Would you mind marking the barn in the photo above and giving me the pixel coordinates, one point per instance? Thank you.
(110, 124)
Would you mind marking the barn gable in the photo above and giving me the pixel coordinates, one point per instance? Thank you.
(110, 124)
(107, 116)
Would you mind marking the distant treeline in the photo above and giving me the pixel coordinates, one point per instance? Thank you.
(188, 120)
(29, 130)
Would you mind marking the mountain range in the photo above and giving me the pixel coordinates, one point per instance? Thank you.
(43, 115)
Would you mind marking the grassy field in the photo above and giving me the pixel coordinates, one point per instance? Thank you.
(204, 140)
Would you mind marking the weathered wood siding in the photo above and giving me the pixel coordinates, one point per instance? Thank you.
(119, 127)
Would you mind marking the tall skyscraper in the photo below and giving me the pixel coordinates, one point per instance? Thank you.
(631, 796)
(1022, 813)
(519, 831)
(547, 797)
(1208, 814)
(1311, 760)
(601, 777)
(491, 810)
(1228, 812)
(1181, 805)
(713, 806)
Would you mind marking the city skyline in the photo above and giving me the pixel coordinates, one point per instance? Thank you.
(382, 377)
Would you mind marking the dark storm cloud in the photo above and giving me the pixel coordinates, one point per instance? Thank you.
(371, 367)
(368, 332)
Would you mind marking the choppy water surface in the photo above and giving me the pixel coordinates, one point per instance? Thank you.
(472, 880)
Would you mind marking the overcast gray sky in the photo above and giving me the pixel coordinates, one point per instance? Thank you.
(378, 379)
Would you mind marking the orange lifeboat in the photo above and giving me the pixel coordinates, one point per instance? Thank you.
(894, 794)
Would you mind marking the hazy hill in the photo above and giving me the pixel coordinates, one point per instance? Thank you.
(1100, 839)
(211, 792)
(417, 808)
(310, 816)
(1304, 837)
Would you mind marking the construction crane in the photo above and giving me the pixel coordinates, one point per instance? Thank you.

========

What you need to do | Copy every row from the one containing "Would you mind marking the tall" down to the one containing "(1304, 837)", both included, leaving the request rows unchanged. In the answer rows, multiply each coordinate by 0.85 and round to a whole number, with halves rounded up.

Output of the exercise |
Would you mind marking the tall skyscraper in the photo below and giving me the pixel coordinates, one point per instance? Thank you.
(536, 677)
(869, 691)
(441, 706)
(465, 677)
(1027, 692)
(1114, 646)
(511, 660)
(417, 689)
(1044, 690)
(1004, 684)
(606, 685)
Would you mind marking the city skyline in the photo above and giving me the pixel coordinates, one point per instance? Thank you.
(325, 320)
Would you mind marking the dark storm cloud in the photo above and giving me the pixel coordinates, one point per instance? Thank you.
(315, 312)
(313, 282)
Would you mind marking the choppy water surface in the photo above and giving me the pixel coordinates, one point per instance? Thank you.
(401, 748)
Would you mind marking the overcast gray sky in the photo above and giving me the pixel coordinates, one point per instance? Thank you.
(321, 322)
Would you mind marking the orange lifeboat in the photo above and giving me the pixel coordinates, one point per instance? Thank you.
(760, 675)
Would you mind marking the hazy hill in the photo above and giving me the pixel coordinates, one point per instance? Thank you.
(935, 713)
(179, 673)
(354, 687)
(264, 694)
(1108, 711)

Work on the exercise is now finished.